§ **Fragen zum Text**
1/ Schreiben Sie aus dem Textauszug die Passage ab, die bei den Worten „Warum Prävention wichtiger“ einsetzt und nach den Worten „für extremistische Ideologien.“ endet.
2/ Prüfen Sie anhand des Textauszugs, ob die folgenden Aussagen zutreffen, und antworten Sie jeweils mit Ja oder Nein sowie dem wörtlichen Zitat, das den Ausschlag gibt. (a) Kriminolog*innen halten die Herkunft nicht für einen ursächlichen Faktor der Radikalisierung. (b) Das Demokratiefördergesetz wurde in dieser Legislaturperiode verabschiedet. (c) Präventionsprojekte werden bundesweit zunehmend stärker gefördert.
3/ Welches Merkmal nennt der Textauszug als besonders signifikant für Radikalisierung, signifikanter als die Herkunft?

§ **Textauszug**
======
Abschiebung vs. Präventionsarbeit:
Es wird oft gefordert, radikalisierte Personen abzuschieben oder ihnen die Staatsbürger*innenschaft zu entziehen oder präventiv bestimmte Religionsgruppen oder Nationalitäten auszuschließen. Solche Maßnahmen sind jedoch nicht die Lösung, um Radikalisierungen zu verhindern. Vielmehr führen sie zu Ausgrenzung und verstärken das Gefühl der Isolation, was wiederum extremistische Tendenzen fördern kann. Prävention durch Bildung und Integration ist der effektivere Weg.
Warum Prävention wichtiger ist als Abschiebung:
Anstatt auf harte Maßnahmen wie Abschiebungen zu setzen, sollten wir uns auf Präventionsarbeit konzentrieren. Gut ausgestattete Schulen, regelmäßige Fortbildungen für Lehrkräfte, Elterngespräche mit Dolmetscher*innen und ein respektvoller Umgang im Arbeitsumfeld sind essentiell, um extremistischen Strömungen entgegenzuwirken. Der Abbau gruppenbezogener Diskriminierungen und die Verbesserung von prekären Lebensrealitäten könnten helfen, damit Menschen sich angenommen und respektiert fühlen – dann sind sie weniger empfänglich für extremistische Ideologien.
Rassismus:
Interessant ist auch, dass nur einige extremistische Erscheinungen ganzen Gruppen zugeschrieben werden. Bei einem terroristischen Akt eines Syrers, der islamistisch radikalisiert wurde und als Geflüchteter in Deutschland lebte, werden anschließend Maßnahmen diskutiert, die die Gefahr anscheinen in der ganzen Gruppe der Syrer*innen verorten. Muslimische Menschen geraten dann unter Generalverdacht, Syrer*innen oder sogar Geflüchtete insgesamt. Wobei innerhalb dieser Gruppe ganz offensichtlich eine riesige Vielfalt herrsch und der Täter wahrscheinlich wenig mit einer geflohenen Oma aus dem Jemen zu tun hat.
Bei rechtsextremen Taten geht die Verurteilung nicht direkt auf alle Deutschen über. Selbst bei wirklich offen rechtsextrem auftretenden Personen denken sich anscheinend viele Menschen noch: „Ach, die sind doch gar nicht so gefährlich, die kann man ruhig noch wählen.“ Kriminolog*innen sind sich einig, dass Herkunft kein ursächlicher Faktor für Radikalisierung ist. Viel signifikanter sind andere Merkmale, insbesondere das Geschlecht. Trotzdem gibt es im Zuge der aktuellen Debatten keinen Ruf nach der Ausweisung aller Männern. Hier scheint es leichter zu sein, den Unsinn solcher Verallgemeinerungen zu erkennen.
Was gegen Radikalisierung wirklich hilft:
Um Radikalisierung wirksam entgegenzuwirken, brauchen wir langfristige und gut finanzierte Präventionsprojekte. Diese sollten auf Integration und Chancengleichheit setzen, Diskriminierungen entgegenwirken und Menschen dabei unterstützen, sich in der Gesellschaft eingebunden zu fühlen. Prävention beginnt bei den Ursachen: Isolation, Perspektivlosigkeit und das Gefühl von Ungerechtigkeit müssen adressiert werden. Leider wird die Arbeit solcher Projekte bundesweit immer weniger gefördert bzw. die Finanzierungen werden immer unsicherer. Es sollte in dieser Legislaturperiode eigentlich ein Demokratiefördergesetz auf den Weg gebracht werden, welches bis heute nicht verabschiedet wurde – und wird vermutlich auch nicht mehr verabschiedet wird. Stattdessen wird nun über Abschiebungen, Grenzkontrollen und Rückführungen diskutiert, was in Sachen Extremismusprävention nur kontraproduktiv ist.
======
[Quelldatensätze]
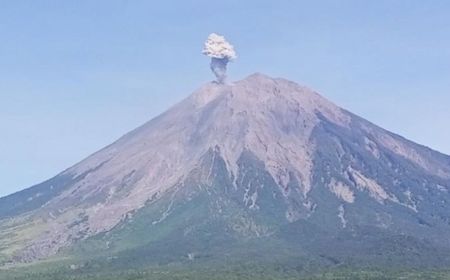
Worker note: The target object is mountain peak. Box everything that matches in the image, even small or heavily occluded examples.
[0,73,450,266]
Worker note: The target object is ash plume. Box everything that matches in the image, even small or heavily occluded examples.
[202,33,236,84]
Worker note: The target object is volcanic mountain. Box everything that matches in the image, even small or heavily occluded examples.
[0,74,450,267]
======
§ **Lösungen**
1/
Warum Prävention wichtiger ist als Abschiebung:
Anstatt auf harte Maßnahmen wie Abschiebungen zu setzen, sollten wir uns auf Präventionsarbeit konzentrieren. Gut ausgestattete Schulen, regelmäßige Fortbildungen für Lehrkräfte, Elterngespräche mit Dolmetscher*innen und ein respektvoller Umgang im Arbeitsumfeld sind essentiell, um extremistischen Strömungen entgegenzuwirken. Der Abbau gruppenbezogener Diskriminierungen und die Verbesserung von prekären Lebensrealitäten könnten helfen, damit Menschen sich angenommen und respektiert fühlen – dann sind sie weniger empfänglich für extremistische Ideologien.

2/
(a) Ja: „Kriminolog*innen sind sich einig, dass Herkunft kein ursächlicher Faktor für Radikalisierung ist.“
(b) Nein: „welches bis heute nicht verabschiedet wurde“
(c) Nein: „Leider wird die Arbeit solcher Projekte bundesweit immer weniger gefördert“

3/ Das Geschlecht.